» **EXCERPT PROVIDED**:
####

Many common sushi varieties are made from overharvested fish species. Check Monterey Bay Aquarium’s Sushi Guide for sustainability ratings.  

If you eat canned tuna

Americans eat more than 400 million pounds of canned imported tuna because it is affordable and can be stored for a long time. Albacore tuna, also called “white” tuna, contains significant amounts of omega-3s but also significant mercury contamination (USDA 2013, Karimi 2012, Consumer Reports 2011, Mercury Policy Project 2012). “Light” tuna is usually skipjack tuna but can also be yellowfin or tongol tuna. These varieties have lower mercury levels than albacore but fewer omega-3s (USDA 2013).

The June FDA/EPA advisory recommended that pregnant women limit their consumption of albacore tuna to six ounces weekly (FDA 2014a). EWG is more cautious:  we recommend that children, pregnant women and nursing mothers eat no more than two servings of albacore tuna per month, with the exact quantity depending on age and weight. [See EWG’s Seafood Calculator]
The June FDA/EPA advisory said canned light tuna was relatively lower in mercury (FDA 2014a). We disagree.  EWG recommends no more than one serving per week of light tuna for children and two servings for pregnant or nursing women.

If you don’t eat seafood

Omega-3s are important during pregnant and early childhood. But these fats are not as necessary for other adults, provided they eat an otherwise healthy diet. Pregnant women who don’t eat fish can find omega-3 fatty acids in fish oils, fortified foods and omega-3 supplements.

Oils containing the important omega-3 fatty acids DHA and EPA can be made from a variety of seafood species or extracted from algae. In general, dietary supplements are poorly regulated, so consumers cannot determine the supplements’ true omega-3 content.  Nor can they be sure mercury or other contaminants are not present. Few data are available on this problem.  Concentrations of mercury and other contaminants in supplements appear to be low and vary depending on the species of fish that serve as the basis for the particular supplement (Consumer Lab 2013, Covaci 2010, Foran 2003, Levine 2005).  Consumer Labs tests of fish oils sold in the U.S. found none with more than 0.01 parts per million mercury; in other words, a dose of a supplement contained less mercury than a single serving of most fish (Consumer Labs 2013).

Some milk, eggs and margarines are fortified with DHA.  Others foods, including canola oil, soybean oil, flax seeds, chia seeds and walnuts contain a third type of omega-3 fat known as alpha-lineoic acid or ALA, which the body can convert to DHA and EPA. However, people generally convert less than 10 percent of the ALA in their diet to EPA, which is then converted to DHA. This makes ALA consumption a less effective source of good fats, and less reliable option during pregnancy.

If you buy foods that claim to be fortified with omega-3s, check the product labels for DHA and ALA.  (No foods are supplemented with EPA.)  Nutritional guidelines suggest that women consume 250 milligrams of DHA and EPA daily during pregnancy.  Many foods contain far less.

The U.S. government’s Medline database rates fish oil supplements as “effective” for people with high triglycerides and “likely effective” for people with heart disease. But fish oil supplements are rated only as “possibly effective” treatments for many other health conditions, including arthritis, stroke, osteoporosis, age-related eye disease and attention deficit-hyperactivity disorder (MedlinePlus 2014).

There is no reliable scientific evidence that pregnant women and nursing mothers who take omega-3 supplements have infants who enjoy benefits in growth, neurodevelopment and vision comparable to women who ate seafood during pregnancy (Campoy 2012).

Fish oil supplements appear to be slightly less beneficial for cardiac patients than a seafood-rich diet (Rizos 2012), perhaps because seafood has important trace nutrients like iodine, vitamin D, vitamin B12 and selenium. As well, people who eat seafood are probably less inclined to eat unhealthy proteins like fatty or highly processed meats.  

EWG recommends that women who are pregnant and anyone at risk for cardiac disease consult their physicians if they do not eat seafood frequently to discuss other ways to add omega-3s to their diets.

####

» **DATA RECORDS**:

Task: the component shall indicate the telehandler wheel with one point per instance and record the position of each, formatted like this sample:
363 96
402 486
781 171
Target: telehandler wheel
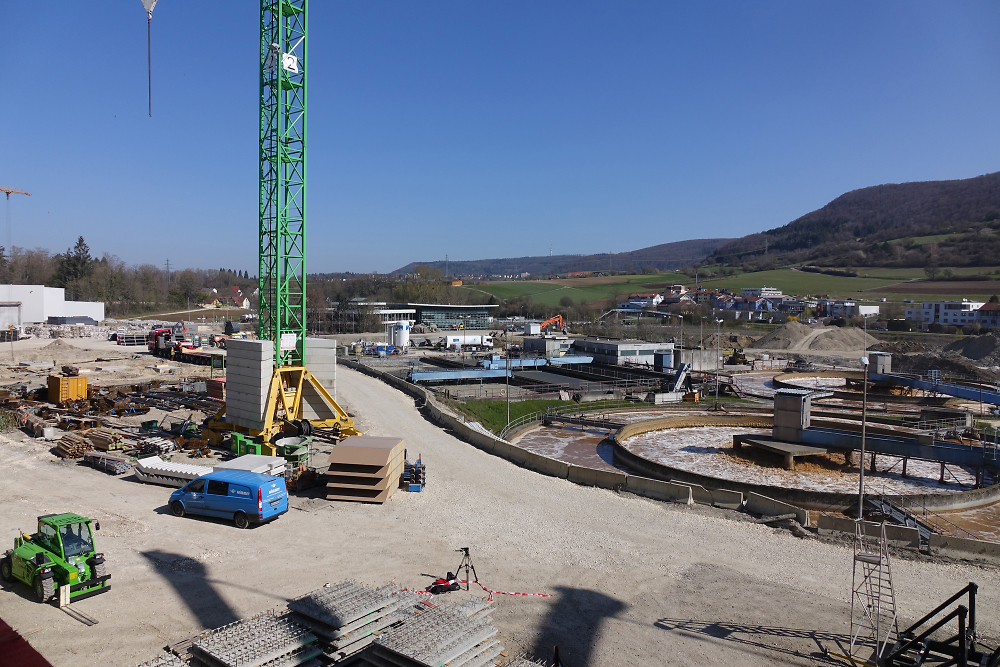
44 589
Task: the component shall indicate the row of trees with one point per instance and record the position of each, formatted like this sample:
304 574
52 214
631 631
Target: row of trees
126 290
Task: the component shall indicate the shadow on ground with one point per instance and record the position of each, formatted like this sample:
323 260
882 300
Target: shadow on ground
574 624
761 636
189 578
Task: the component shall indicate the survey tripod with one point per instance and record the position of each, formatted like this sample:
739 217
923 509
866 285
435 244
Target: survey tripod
467 564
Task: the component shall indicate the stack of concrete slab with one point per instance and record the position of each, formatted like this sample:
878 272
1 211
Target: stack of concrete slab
365 469
266 639
249 368
321 360
155 470
348 616
265 465
164 660
438 636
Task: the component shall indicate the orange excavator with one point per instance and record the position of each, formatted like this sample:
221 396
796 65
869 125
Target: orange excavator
557 321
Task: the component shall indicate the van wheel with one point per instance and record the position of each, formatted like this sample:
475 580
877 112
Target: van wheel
44 589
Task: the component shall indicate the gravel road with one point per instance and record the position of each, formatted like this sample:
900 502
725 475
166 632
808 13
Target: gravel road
634 581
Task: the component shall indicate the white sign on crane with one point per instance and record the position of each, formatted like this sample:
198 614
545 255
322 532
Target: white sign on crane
148 5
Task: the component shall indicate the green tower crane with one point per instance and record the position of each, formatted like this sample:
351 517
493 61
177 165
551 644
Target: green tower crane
282 282
296 401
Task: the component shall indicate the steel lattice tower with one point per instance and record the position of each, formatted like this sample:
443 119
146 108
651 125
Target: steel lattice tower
282 282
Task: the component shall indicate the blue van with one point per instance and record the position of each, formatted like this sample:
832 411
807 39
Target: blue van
245 497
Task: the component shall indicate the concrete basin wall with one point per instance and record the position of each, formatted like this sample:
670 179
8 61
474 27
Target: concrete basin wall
814 500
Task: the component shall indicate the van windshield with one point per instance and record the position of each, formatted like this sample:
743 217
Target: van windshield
76 539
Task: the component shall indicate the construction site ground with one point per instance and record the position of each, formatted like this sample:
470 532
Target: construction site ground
633 581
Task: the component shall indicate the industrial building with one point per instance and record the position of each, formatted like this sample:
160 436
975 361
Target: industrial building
621 352
37 304
953 313
445 315
548 346
758 292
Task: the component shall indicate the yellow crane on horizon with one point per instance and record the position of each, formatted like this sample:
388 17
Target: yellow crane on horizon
9 192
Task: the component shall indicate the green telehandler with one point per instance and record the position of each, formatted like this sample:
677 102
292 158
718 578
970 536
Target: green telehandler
59 556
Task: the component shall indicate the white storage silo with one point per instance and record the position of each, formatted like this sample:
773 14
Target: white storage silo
401 334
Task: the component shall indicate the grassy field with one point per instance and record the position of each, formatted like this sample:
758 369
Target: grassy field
580 290
874 283
493 414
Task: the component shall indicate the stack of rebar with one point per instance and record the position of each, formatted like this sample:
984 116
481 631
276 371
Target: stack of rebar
105 438
155 446
73 446
113 465
164 660
435 637
265 639
10 420
348 616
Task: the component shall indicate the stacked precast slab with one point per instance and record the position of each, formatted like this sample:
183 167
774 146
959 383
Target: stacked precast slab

####

» **PROBLEM TO WORK ON**: Please answer from the excerpt on tuna and omega-3s: how much DHA and EPA do nutritional guidelines suggest women consume daily during pregnancy? The data has nothing to do with what comes next.

» **EXPECTED OUTPUT**: 250 milligrams of DHA and EPA daily.